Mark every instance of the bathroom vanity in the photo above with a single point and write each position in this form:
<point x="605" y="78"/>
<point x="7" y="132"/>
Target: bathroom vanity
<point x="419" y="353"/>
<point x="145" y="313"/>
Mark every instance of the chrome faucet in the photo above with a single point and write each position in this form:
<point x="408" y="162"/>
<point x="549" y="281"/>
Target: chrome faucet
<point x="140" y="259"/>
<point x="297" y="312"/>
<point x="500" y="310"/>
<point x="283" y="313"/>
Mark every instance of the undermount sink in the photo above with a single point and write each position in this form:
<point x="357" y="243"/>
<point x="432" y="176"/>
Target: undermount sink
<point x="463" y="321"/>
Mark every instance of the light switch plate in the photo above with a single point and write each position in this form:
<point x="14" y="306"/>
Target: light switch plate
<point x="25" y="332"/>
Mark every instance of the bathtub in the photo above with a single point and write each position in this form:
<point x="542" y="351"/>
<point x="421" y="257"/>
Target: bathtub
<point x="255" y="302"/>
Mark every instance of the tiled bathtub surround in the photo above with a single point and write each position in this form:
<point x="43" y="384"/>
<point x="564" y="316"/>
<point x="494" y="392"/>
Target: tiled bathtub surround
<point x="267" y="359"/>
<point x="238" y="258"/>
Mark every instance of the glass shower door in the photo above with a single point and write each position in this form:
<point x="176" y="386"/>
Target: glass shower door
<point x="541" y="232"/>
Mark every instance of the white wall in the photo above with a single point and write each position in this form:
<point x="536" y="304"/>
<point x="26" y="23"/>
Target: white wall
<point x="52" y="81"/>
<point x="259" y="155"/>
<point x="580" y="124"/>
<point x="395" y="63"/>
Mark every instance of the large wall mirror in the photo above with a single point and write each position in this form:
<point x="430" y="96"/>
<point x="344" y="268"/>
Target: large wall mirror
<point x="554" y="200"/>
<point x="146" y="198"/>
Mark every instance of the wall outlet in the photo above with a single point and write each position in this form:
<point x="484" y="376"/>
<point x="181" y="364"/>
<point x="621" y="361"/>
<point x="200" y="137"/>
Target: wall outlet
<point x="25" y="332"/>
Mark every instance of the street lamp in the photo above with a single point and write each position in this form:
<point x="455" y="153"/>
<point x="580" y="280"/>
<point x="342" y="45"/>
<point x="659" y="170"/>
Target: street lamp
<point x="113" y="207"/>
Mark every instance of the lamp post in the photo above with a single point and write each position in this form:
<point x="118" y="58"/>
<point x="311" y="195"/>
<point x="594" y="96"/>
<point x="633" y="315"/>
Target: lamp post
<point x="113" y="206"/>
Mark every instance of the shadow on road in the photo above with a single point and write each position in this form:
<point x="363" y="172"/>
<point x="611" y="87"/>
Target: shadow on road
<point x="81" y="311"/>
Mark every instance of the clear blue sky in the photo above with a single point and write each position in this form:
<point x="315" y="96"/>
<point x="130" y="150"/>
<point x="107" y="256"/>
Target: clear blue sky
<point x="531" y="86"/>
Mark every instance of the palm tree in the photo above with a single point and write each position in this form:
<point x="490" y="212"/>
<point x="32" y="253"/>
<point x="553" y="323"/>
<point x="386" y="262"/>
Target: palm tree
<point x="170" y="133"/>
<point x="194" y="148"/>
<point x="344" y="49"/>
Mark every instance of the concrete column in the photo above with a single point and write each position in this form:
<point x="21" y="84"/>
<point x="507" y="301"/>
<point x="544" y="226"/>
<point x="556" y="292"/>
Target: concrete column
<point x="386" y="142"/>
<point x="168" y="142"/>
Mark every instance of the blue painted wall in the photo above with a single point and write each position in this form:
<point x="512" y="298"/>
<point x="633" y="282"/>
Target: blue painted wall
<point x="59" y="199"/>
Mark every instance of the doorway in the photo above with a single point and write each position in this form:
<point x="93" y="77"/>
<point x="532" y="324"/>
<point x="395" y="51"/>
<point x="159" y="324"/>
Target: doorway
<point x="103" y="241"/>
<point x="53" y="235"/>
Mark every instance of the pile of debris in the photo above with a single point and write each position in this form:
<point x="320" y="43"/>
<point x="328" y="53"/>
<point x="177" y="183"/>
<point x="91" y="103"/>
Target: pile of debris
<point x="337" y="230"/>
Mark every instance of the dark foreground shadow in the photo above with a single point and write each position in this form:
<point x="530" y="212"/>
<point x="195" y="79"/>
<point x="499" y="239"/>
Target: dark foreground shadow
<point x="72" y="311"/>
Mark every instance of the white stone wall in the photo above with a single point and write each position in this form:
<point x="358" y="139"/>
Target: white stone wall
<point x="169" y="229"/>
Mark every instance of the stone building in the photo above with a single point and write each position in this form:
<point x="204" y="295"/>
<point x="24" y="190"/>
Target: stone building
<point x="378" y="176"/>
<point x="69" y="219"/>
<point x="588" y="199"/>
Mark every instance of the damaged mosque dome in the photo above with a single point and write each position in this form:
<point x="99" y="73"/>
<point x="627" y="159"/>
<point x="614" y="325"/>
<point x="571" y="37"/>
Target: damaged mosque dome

════════

Please recast all of the material above as a two-column Markdown table headed No. and Entry, giving each nonblank line its own numbered row in the original order.

TASK ANSWER
| No. | Entry |
|---|---|
| 1 | Mark every instance of the bathroom vanity in the photo above with a single point and write each position in this form: |
| 2 | <point x="605" y="78"/> |
| 3 | <point x="7" y="132"/> |
| 4 | Target: bathroom vanity |
| 5 | <point x="419" y="353"/> |
| 6 | <point x="145" y="313"/> |
| 7 | Mark every instance of the chrome faucet in the photo above with a single point and write each position in this form: |
| 8 | <point x="408" y="162"/> |
| 9 | <point x="549" y="281"/> |
| 10 | Target: chrome faucet |
| 11 | <point x="140" y="259"/> |
| 12 | <point x="297" y="312"/> |
| 13 | <point x="500" y="310"/> |
| 14 | <point x="283" y="313"/> |
| 15 | Mark every instance of the undermount sink in the photo above with a single point and write each position in this form: |
| 16 | <point x="357" y="243"/> |
| 17 | <point x="432" y="176"/> |
| 18 | Target: undermount sink |
| 19 | <point x="463" y="321"/> |
| 20 | Mark every instance of the light switch plate in the photo above with a single point and write each position in this form: |
| 21 | <point x="14" y="306"/> |
| 22 | Target: light switch plate |
| 23 | <point x="25" y="332"/> |
| 24 | Mark every instance of the bathtub in the photo above with a single point and write each position in this form: |
| 25 | <point x="542" y="351"/> |
| 26 | <point x="421" y="257"/> |
| 27 | Target: bathtub |
| 28 | <point x="255" y="302"/> |
| 29 | Mark every instance of the tiled bathtub surround in the photo above with a single point and write each position in this form: |
| 30 | <point x="43" y="384"/> |
| 31 | <point x="564" y="316"/> |
| 32 | <point x="494" y="392"/> |
| 33 | Target: tiled bathtub surround |
| 34 | <point x="267" y="359"/> |
| 35 | <point x="238" y="258"/> |
| 36 | Mark every instance of the glass shower door in the photo above with a single point and write each position in this form: |
| 37 | <point x="176" y="386"/> |
| 38 | Target: glass shower door |
| 39 | <point x="541" y="232"/> |
| 40 | Mark every instance of the white wall in the photo above with a single point and write each position in this form: |
| 41 | <point x="536" y="304"/> |
| 42 | <point x="26" y="23"/> |
| 43 | Target: white wall |
| 44 | <point x="52" y="81"/> |
| 45 | <point x="259" y="155"/> |
| 46 | <point x="580" y="124"/> |
| 47 | <point x="395" y="63"/> |
| 48 | Mark every instance of the large wall mirror in the photo above with a single point and write each position in this form: |
| 49 | <point x="430" y="96"/> |
| 50 | <point x="344" y="268"/> |
| 51 | Target: large wall mirror |
| 52 | <point x="554" y="200"/> |
| 53 | <point x="146" y="198"/> |
| 54 | Mark every instance of the wall outlet in the photo above with a single point and write each position in this form: |
| 55 | <point x="484" y="376"/> |
| 56 | <point x="181" y="364"/> |
| 57 | <point x="621" y="361"/> |
| 58 | <point x="200" y="137"/> |
| 59 | Target: wall outlet |
| 60 | <point x="25" y="332"/> |
| 61 | Mark every instance of the street lamp in the photo above with a single point and write each position in this form: |
| 62 | <point x="455" y="153"/> |
| 63 | <point x="580" y="280"/> |
| 64 | <point x="342" y="45"/> |
| 65 | <point x="659" y="170"/> |
| 66 | Target: street lamp |
| 67 | <point x="113" y="207"/> |
| 68 | Mark every instance of the lamp post in the photo above with a single point and write each position in this form: |
| 69 | <point x="118" y="58"/> |
| 70 | <point x="311" y="195"/> |
| 71 | <point x="594" y="96"/> |
| 72 | <point x="633" y="315"/> |
| 73 | Target: lamp post |
| 74 | <point x="113" y="206"/> |
| 75 | Mark every instance of the shadow on road in the photo above with a single point and write each position in this form: |
| 76 | <point x="363" y="172"/> |
| 77 | <point x="611" y="87"/> |
| 78 | Target: shadow on road |
| 79 | <point x="81" y="311"/> |
| 80 | Mark every instance of the clear blue sky in the photo above with a single point and write each position in this form: |
| 81 | <point x="315" y="96"/> |
| 82 | <point x="130" y="150"/> |
| 83 | <point x="107" y="256"/> |
| 84 | Target: clear blue sky |
| 85 | <point x="531" y="86"/> |
| 86 | Mark every instance of the palm tree in the photo above with a single point and write each position in this form: |
| 87 | <point x="490" y="212"/> |
| 88 | <point x="32" y="253"/> |
| 89 | <point x="553" y="323"/> |
| 90 | <point x="386" y="262"/> |
| 91 | Target: palm tree |
| 92 | <point x="170" y="133"/> |
| 93 | <point x="194" y="148"/> |
| 94 | <point x="344" y="49"/> |
| 95 | Mark every instance of the concrete column in the photo above with a single point and write each position in this form: |
| 96 | <point x="21" y="84"/> |
| 97 | <point x="507" y="301"/> |
| 98 | <point x="544" y="226"/> |
| 99 | <point x="556" y="292"/> |
| 100 | Target: concrete column |
| 101 | <point x="386" y="142"/> |
| 102 | <point x="168" y="142"/> |
| 103 | Mark every instance of the blue painted wall in the photo above with a single point and write each position in this form: |
| 104 | <point x="512" y="298"/> |
| 105 | <point x="633" y="282"/> |
| 106 | Target: blue painted wall |
| 107 | <point x="59" y="199"/> |
| 108 | Mark every instance of the doorway in the photo above with a single point and write each position in this form: |
| 109 | <point x="93" y="77"/> |
| 110 | <point x="532" y="324"/> |
| 111 | <point x="395" y="51"/> |
| 112 | <point x="159" y="324"/> |
| 113 | Target: doorway |
| 114 | <point x="103" y="241"/> |
| 115 | <point x="53" y="235"/> |
| 116 | Mark every instance of the pile of debris in the photo above with a single point and write each position in this form: |
| 117 | <point x="320" y="43"/> |
| 118 | <point x="328" y="53"/> |
| 119 | <point x="177" y="183"/> |
| 120 | <point x="91" y="103"/> |
| 121 | Target: pile of debris |
| 122 | <point x="337" y="230"/> |
| 123 | Mark every instance of the dark foreground shadow in the photo above with a single point and write each position in this form: |
| 124 | <point x="530" y="212"/> |
| 125 | <point x="195" y="79"/> |
| 126 | <point x="499" y="239"/> |
| 127 | Target: dark foreground shadow |
| 128 | <point x="72" y="311"/> |
| 129 | Mark every instance of the white stone wall in the photo above with a single point and write each position in this form: |
| 130 | <point x="358" y="139"/> |
| 131 | Target: white stone wall |
| 132 | <point x="169" y="229"/> |
| 133 | Mark every instance of the stone building in the photo above with a single point and write each position in this form: |
| 134 | <point x="204" y="295"/> |
| 135 | <point x="24" y="190"/> |
| 136 | Target: stone building |
| 137 | <point x="378" y="176"/> |
| 138 | <point x="69" y="219"/> |
| 139 | <point x="588" y="199"/> |
| 140 | Mark every instance of the damaged mosque dome in the photo above with a single point and write each position in this form: |
| 141 | <point x="99" y="73"/> |
| 142 | <point x="627" y="159"/> |
| 143 | <point x="614" y="325"/> |
| 144 | <point x="571" y="37"/> |
| 145 | Target: damaged mosque dome |